• _Exercise objective_: Go over the lines below, and when one contains the word "fire", copy it.

Data for this exercise below:

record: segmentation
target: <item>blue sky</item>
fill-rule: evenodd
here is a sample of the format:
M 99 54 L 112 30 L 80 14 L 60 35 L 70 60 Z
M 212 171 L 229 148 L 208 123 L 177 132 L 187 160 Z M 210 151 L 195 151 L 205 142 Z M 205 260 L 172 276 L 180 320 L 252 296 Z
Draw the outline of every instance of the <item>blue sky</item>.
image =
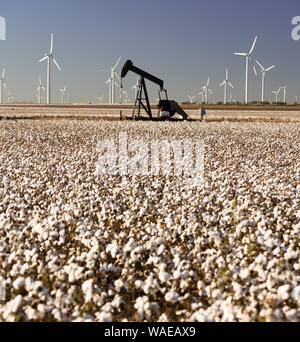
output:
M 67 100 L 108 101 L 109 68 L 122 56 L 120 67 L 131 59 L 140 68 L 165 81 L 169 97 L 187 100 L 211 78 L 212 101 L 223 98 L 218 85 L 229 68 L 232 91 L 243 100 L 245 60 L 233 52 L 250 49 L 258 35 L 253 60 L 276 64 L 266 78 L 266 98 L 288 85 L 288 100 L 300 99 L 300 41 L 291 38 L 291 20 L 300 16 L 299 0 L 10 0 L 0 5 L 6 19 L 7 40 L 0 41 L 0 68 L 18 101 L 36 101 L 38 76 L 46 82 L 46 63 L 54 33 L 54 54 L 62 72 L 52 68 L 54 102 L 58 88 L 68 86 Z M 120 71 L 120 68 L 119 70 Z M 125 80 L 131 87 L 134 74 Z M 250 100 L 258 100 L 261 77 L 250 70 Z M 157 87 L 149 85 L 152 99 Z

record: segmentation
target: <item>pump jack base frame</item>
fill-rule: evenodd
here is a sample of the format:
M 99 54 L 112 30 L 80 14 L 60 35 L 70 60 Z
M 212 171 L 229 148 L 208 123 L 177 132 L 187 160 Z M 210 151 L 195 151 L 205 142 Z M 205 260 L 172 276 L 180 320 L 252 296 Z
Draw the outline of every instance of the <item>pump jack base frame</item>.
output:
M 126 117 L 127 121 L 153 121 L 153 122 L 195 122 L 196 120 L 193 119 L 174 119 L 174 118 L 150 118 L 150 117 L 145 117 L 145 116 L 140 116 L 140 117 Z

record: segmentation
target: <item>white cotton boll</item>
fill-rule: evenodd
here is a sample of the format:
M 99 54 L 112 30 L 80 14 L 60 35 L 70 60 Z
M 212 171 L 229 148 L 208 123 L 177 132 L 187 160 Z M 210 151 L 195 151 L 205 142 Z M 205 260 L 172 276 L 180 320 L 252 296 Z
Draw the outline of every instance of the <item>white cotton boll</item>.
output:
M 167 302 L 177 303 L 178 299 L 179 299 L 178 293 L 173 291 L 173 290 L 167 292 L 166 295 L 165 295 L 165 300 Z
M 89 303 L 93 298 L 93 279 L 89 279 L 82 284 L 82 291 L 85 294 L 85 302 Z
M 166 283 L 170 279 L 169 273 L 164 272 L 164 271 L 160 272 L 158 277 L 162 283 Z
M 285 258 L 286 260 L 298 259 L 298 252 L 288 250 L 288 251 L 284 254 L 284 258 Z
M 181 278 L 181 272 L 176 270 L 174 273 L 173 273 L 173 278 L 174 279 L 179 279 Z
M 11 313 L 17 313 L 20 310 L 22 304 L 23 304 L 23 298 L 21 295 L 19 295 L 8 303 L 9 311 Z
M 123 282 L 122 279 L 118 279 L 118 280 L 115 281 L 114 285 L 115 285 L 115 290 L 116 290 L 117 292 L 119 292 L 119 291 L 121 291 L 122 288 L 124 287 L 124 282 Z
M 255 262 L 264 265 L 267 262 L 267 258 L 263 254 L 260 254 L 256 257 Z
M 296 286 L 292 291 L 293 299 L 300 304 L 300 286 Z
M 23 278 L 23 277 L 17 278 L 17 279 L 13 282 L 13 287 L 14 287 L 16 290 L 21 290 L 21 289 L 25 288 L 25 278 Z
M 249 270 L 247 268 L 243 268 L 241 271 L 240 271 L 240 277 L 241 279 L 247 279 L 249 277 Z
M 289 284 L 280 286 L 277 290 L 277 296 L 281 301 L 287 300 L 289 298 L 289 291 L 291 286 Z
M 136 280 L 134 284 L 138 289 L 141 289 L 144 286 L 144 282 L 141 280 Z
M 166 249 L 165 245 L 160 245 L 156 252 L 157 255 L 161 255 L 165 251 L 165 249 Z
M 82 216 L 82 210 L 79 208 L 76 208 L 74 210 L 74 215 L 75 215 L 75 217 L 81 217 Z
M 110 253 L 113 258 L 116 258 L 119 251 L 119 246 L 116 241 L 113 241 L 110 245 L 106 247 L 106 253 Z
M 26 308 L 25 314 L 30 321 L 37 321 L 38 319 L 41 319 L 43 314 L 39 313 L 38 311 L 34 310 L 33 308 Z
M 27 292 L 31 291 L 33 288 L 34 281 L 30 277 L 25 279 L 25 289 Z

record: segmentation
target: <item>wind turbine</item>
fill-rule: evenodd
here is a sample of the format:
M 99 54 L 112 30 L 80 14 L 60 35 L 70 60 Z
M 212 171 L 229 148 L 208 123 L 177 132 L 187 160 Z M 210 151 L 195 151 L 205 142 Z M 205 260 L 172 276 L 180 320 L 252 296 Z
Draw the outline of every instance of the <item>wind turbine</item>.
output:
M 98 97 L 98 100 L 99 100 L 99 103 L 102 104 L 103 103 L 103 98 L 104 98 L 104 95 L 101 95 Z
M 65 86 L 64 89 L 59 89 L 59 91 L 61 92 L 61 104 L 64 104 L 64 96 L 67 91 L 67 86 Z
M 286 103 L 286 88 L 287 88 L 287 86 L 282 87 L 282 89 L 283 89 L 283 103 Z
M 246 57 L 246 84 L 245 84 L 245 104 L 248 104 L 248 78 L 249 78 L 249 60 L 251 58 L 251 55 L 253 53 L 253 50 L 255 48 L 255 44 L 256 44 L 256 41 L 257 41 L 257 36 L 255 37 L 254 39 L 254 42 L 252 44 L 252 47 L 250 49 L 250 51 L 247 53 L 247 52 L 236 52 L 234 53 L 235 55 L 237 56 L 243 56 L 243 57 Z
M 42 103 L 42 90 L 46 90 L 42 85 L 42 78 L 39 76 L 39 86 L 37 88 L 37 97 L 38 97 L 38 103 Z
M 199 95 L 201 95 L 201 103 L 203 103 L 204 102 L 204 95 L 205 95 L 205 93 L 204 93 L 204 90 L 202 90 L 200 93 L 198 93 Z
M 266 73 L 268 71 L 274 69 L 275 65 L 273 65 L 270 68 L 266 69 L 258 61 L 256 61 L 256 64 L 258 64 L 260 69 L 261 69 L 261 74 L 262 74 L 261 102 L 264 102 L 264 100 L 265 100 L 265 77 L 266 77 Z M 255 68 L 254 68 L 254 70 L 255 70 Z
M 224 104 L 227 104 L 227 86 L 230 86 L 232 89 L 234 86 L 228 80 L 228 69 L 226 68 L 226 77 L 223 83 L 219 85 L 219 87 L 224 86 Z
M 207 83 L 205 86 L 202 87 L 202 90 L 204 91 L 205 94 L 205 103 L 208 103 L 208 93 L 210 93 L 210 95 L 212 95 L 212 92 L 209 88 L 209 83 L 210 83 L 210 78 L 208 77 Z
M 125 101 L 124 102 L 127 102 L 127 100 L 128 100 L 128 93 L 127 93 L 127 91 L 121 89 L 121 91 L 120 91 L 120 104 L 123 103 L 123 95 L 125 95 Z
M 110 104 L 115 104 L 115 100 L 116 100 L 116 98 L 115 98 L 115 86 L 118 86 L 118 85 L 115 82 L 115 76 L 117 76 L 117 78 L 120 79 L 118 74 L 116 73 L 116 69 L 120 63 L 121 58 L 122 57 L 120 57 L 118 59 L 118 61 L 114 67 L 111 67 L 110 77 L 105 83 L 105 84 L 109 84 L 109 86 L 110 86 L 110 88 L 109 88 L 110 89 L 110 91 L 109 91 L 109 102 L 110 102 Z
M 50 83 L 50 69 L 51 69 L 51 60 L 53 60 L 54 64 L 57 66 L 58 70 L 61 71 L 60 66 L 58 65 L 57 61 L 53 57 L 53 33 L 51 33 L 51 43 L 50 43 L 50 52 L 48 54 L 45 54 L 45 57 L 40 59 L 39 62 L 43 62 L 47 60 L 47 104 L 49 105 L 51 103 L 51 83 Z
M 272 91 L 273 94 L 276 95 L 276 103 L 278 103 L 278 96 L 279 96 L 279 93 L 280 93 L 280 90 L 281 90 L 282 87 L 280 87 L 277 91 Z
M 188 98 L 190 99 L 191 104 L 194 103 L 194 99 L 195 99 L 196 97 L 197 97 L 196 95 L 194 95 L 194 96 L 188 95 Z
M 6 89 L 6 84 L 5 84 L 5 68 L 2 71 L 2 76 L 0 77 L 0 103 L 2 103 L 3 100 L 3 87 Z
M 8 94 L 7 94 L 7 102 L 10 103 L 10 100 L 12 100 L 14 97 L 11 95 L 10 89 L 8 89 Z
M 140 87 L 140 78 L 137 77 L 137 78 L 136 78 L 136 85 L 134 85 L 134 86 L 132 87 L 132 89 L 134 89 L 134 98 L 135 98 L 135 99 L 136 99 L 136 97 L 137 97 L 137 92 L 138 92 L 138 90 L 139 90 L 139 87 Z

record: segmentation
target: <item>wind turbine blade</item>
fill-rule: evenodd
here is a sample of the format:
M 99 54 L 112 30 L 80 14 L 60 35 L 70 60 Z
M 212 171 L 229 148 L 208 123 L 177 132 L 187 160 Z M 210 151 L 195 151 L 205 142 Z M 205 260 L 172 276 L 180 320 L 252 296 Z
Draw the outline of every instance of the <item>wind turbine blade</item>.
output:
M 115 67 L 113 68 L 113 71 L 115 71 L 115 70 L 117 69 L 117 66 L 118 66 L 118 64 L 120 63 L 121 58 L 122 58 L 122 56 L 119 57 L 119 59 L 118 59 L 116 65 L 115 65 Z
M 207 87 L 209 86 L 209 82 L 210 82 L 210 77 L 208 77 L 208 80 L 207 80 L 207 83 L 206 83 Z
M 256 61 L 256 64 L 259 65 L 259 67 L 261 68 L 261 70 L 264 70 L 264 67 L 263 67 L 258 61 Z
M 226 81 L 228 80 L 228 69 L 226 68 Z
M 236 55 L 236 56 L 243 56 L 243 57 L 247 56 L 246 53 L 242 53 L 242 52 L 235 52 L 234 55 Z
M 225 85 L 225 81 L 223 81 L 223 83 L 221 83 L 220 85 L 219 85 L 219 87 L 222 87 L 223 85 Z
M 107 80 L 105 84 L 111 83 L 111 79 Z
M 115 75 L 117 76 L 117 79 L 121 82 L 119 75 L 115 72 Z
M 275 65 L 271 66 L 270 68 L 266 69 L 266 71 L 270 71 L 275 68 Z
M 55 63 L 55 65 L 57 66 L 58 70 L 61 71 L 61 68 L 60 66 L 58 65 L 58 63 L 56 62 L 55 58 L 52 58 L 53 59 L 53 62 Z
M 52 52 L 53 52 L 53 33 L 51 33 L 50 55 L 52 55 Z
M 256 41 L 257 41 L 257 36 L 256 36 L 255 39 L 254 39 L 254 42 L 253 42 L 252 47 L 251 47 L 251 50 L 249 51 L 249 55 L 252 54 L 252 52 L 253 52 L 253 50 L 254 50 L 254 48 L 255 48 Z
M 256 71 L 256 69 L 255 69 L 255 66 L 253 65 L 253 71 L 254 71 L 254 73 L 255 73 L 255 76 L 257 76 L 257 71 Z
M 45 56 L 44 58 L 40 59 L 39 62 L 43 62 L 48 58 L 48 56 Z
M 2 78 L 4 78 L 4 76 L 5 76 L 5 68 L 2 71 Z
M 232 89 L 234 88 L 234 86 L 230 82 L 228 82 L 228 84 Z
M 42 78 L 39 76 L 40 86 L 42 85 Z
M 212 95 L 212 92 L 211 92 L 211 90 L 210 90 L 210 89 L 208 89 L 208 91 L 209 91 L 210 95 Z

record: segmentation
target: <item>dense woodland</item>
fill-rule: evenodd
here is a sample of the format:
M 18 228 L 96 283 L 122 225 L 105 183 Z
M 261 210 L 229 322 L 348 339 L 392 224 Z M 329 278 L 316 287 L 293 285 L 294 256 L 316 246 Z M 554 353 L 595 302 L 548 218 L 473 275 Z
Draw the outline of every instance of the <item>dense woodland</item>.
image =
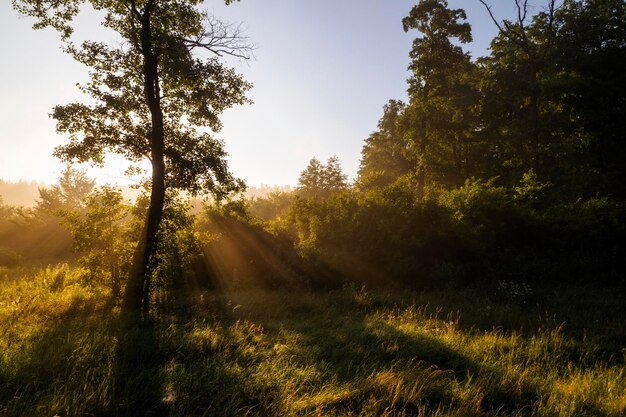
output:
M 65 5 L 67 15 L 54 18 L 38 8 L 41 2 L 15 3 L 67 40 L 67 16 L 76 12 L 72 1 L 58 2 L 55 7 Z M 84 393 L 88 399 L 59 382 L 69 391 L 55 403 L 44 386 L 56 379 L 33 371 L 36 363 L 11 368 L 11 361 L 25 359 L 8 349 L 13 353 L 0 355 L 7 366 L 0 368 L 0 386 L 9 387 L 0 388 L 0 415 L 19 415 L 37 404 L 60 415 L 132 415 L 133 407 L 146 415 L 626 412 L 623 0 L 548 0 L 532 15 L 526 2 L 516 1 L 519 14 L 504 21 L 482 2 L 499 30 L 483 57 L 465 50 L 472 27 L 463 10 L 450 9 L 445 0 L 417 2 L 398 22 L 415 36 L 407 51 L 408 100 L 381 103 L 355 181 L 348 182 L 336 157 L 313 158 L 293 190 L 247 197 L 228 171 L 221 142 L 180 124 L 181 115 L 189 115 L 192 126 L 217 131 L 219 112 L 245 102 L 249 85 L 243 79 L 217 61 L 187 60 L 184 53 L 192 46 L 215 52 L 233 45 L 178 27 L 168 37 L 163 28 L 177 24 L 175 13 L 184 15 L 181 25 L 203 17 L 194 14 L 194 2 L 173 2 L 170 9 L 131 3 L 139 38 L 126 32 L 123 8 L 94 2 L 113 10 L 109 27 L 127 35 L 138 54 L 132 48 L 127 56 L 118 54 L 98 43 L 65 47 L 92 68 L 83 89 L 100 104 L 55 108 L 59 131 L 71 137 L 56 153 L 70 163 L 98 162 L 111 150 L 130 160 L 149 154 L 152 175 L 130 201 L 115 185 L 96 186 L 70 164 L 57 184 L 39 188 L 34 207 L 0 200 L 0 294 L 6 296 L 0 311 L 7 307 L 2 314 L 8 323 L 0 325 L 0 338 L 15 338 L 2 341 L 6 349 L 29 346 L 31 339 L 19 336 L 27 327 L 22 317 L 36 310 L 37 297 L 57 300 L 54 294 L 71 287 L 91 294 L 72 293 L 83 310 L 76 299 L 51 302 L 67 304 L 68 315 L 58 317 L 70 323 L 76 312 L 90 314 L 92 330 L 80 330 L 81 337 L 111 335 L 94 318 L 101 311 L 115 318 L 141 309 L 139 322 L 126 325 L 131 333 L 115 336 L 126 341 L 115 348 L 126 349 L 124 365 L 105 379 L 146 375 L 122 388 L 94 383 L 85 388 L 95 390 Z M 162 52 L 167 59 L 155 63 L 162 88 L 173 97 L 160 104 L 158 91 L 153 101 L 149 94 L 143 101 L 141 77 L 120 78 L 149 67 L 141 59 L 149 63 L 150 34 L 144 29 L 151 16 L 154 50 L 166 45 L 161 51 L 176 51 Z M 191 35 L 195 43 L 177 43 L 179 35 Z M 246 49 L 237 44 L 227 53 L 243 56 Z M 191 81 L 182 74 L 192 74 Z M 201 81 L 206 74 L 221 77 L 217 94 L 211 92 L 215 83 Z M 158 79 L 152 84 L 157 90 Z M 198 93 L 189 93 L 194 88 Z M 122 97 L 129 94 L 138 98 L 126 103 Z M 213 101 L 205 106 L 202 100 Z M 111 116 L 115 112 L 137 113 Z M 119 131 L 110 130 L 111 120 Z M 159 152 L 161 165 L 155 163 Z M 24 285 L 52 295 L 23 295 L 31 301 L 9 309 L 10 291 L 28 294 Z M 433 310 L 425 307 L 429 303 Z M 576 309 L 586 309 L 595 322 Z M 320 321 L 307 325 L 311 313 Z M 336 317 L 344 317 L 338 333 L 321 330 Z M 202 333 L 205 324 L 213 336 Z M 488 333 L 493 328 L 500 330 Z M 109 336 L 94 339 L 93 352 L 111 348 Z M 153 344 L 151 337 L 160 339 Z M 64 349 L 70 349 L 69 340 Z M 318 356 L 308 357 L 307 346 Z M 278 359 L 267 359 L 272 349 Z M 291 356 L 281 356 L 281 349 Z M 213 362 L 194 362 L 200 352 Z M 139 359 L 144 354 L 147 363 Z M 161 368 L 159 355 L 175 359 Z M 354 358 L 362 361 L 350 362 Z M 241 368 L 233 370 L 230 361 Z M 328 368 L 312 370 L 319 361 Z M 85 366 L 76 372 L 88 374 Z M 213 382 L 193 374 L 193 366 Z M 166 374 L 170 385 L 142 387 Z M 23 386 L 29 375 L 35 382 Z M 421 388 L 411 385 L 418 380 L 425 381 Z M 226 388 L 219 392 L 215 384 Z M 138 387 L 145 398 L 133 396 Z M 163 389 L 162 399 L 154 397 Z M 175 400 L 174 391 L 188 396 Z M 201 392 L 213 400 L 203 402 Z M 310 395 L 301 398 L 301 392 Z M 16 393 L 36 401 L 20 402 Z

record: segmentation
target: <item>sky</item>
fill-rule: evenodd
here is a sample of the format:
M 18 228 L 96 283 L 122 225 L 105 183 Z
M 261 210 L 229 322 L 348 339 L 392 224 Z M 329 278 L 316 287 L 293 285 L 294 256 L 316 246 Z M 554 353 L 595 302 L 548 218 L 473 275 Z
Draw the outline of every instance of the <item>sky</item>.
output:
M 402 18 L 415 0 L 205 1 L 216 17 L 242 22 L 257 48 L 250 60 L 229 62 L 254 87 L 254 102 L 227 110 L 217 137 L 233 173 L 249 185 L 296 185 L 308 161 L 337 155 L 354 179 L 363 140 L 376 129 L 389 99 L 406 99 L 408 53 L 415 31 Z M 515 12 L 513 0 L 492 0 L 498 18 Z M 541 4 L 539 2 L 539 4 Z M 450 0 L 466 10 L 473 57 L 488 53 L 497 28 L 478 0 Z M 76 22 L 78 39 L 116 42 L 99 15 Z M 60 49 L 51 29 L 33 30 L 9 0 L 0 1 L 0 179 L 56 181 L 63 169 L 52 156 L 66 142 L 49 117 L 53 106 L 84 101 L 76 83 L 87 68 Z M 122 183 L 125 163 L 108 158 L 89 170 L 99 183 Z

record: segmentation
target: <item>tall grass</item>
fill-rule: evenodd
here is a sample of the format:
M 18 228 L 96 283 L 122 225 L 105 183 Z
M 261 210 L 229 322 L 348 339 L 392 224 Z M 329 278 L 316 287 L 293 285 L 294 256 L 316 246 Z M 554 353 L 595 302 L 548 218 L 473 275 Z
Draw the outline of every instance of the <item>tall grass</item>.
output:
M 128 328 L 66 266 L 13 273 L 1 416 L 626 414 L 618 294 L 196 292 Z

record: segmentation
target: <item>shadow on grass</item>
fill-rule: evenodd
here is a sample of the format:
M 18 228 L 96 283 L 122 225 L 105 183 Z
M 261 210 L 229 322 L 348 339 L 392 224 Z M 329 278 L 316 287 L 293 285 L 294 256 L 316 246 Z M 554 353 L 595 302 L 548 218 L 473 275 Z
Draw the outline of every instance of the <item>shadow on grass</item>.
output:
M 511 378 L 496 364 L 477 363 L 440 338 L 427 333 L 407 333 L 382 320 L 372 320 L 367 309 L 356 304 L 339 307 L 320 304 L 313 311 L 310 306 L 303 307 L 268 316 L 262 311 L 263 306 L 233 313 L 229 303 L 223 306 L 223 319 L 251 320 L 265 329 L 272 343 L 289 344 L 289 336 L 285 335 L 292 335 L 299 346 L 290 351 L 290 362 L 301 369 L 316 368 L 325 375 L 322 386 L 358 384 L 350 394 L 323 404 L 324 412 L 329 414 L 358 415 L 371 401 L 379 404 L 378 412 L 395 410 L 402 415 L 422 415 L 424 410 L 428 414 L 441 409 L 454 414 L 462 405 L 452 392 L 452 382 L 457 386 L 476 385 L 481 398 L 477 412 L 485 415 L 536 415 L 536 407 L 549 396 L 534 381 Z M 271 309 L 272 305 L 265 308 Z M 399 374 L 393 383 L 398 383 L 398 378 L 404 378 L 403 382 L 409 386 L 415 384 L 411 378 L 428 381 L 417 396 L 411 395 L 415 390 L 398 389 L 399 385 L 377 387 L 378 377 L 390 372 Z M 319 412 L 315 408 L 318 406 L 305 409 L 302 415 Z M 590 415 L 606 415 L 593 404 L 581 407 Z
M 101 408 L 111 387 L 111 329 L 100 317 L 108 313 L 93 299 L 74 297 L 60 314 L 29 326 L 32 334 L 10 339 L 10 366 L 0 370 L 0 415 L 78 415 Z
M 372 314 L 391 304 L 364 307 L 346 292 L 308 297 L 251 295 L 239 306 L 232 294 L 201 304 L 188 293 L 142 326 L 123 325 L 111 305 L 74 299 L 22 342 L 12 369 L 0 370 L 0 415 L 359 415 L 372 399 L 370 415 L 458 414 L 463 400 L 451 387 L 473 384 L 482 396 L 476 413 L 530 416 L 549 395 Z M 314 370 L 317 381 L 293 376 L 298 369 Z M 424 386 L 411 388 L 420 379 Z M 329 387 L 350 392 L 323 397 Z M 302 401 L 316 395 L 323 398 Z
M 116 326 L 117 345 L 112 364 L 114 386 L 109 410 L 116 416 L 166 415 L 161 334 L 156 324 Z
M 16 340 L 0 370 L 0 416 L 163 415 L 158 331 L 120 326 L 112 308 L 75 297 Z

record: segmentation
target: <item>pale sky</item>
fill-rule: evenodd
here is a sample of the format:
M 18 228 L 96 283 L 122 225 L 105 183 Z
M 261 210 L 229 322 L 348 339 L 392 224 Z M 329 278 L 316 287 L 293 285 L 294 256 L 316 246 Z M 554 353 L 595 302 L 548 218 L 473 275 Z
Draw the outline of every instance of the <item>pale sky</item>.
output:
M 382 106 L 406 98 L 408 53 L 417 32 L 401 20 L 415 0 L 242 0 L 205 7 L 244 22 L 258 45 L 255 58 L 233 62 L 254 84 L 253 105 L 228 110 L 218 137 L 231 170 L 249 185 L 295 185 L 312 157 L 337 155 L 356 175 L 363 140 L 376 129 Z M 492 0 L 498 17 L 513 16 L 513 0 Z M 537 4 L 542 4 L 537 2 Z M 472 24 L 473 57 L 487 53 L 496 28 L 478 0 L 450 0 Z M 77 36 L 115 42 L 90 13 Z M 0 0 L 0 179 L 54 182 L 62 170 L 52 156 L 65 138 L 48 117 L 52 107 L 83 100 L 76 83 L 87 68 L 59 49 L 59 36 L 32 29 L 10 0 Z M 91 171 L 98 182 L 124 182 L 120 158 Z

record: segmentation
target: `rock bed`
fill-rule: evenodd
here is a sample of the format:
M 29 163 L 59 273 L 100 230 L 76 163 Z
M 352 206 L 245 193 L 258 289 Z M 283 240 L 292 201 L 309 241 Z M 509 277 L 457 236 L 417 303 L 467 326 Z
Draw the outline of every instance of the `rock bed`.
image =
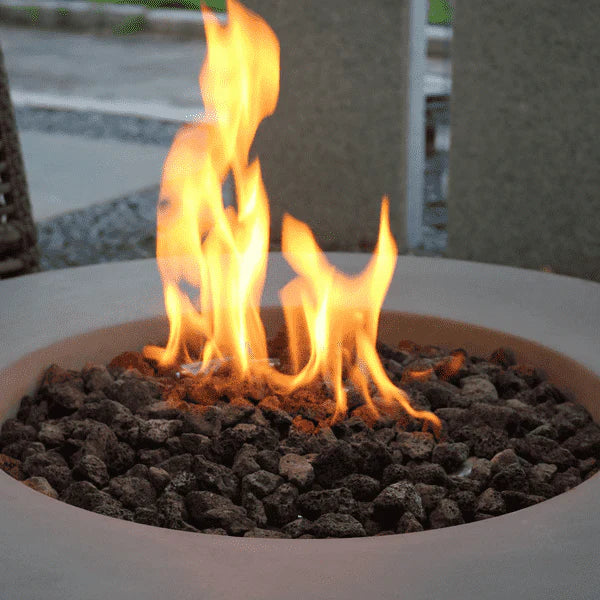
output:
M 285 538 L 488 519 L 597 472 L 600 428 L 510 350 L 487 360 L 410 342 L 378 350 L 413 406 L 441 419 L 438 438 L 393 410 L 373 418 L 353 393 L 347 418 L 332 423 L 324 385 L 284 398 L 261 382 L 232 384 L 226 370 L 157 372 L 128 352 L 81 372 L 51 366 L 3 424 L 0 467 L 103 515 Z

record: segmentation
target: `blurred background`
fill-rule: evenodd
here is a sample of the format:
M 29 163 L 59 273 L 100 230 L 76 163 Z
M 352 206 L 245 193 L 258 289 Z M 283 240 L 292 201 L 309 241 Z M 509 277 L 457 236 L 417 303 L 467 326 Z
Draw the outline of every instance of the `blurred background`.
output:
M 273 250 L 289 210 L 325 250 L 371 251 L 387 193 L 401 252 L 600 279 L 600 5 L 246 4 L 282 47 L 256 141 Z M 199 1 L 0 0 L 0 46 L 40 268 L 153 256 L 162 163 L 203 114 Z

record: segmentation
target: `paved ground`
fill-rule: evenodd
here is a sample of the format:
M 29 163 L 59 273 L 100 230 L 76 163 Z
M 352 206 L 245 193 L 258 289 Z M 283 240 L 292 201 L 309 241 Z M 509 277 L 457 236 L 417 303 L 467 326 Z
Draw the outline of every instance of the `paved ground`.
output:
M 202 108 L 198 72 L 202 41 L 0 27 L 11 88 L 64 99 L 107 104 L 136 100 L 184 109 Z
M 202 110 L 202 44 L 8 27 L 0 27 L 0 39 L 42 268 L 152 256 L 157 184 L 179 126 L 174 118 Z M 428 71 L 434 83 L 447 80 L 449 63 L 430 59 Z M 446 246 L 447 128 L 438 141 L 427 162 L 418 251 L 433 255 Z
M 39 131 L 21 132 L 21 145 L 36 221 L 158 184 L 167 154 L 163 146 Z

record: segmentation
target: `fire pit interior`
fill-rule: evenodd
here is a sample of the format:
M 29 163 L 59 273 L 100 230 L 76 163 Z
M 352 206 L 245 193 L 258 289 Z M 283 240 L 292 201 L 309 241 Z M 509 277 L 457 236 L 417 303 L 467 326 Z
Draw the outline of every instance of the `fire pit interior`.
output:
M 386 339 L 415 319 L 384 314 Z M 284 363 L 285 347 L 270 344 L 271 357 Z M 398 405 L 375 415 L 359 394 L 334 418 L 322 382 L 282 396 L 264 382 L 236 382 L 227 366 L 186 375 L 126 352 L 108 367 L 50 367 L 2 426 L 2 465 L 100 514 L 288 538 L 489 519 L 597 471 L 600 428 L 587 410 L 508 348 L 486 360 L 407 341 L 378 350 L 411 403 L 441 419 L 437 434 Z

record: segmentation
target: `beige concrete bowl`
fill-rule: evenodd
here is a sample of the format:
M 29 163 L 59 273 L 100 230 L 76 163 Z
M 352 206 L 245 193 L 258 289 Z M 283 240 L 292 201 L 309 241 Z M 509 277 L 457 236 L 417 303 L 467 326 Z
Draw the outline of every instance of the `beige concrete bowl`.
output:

End of Data for this exercise.

• _Result below_:
target: `fire pit interior`
Draw the outline of every instance of the `fire pit interior`.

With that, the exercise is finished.